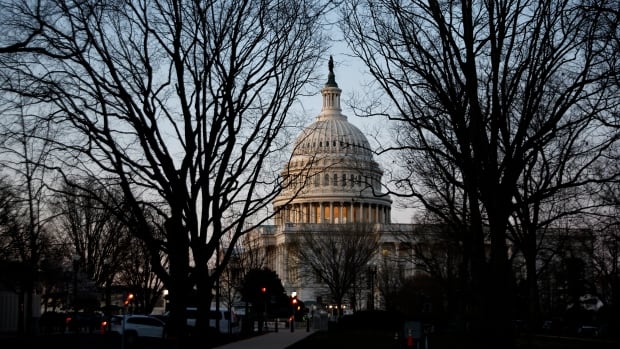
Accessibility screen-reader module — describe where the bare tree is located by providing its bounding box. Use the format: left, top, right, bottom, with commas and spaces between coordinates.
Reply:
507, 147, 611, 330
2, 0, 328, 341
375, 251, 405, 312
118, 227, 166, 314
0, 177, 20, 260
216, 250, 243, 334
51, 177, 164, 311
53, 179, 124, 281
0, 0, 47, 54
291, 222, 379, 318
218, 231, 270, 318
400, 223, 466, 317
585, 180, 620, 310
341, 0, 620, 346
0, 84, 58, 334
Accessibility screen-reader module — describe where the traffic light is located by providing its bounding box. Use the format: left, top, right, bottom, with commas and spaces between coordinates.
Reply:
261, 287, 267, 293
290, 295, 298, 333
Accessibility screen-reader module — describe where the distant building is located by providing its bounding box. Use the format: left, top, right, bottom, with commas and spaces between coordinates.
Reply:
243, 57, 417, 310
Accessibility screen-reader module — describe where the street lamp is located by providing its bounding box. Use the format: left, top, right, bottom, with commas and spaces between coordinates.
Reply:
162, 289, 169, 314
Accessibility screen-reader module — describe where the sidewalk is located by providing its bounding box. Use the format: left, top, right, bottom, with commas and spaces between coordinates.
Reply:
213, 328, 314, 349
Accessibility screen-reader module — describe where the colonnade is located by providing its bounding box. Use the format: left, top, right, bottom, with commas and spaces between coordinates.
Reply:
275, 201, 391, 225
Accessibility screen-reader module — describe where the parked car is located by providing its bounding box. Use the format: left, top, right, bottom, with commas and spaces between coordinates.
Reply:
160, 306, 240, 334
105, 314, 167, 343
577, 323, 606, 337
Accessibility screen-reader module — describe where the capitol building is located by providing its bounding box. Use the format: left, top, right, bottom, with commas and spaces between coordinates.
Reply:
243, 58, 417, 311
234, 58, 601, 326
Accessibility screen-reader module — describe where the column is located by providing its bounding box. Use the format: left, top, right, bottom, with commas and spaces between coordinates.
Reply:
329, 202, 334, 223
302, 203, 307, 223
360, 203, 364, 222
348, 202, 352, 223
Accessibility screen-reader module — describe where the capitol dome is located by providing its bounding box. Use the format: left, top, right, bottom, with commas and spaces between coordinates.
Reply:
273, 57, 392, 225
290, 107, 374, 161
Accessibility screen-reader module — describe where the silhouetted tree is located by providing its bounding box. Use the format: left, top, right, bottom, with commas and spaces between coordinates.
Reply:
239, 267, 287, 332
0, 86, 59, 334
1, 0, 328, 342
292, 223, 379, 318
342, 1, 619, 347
-------
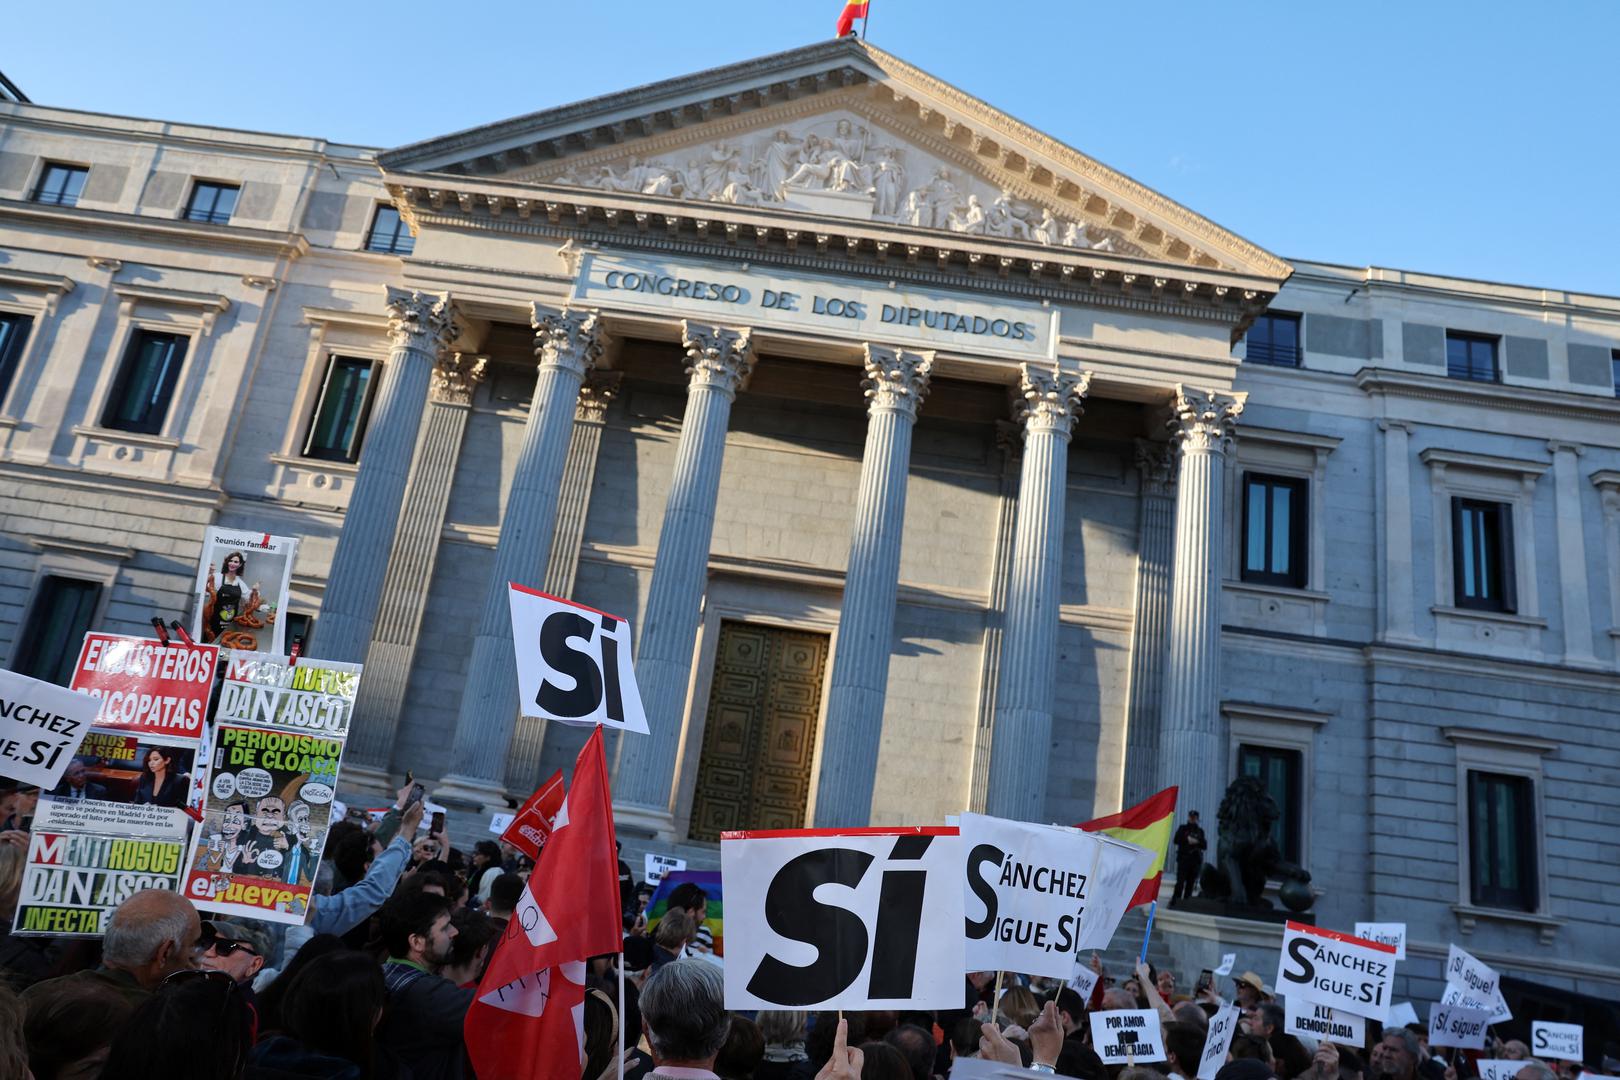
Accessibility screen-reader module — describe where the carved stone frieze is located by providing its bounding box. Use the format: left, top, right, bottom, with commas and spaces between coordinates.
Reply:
-------
• What the exercise asks
Throughout the material, how many lines contain the string "building"? Answer with the number alone.

• Exercise result
2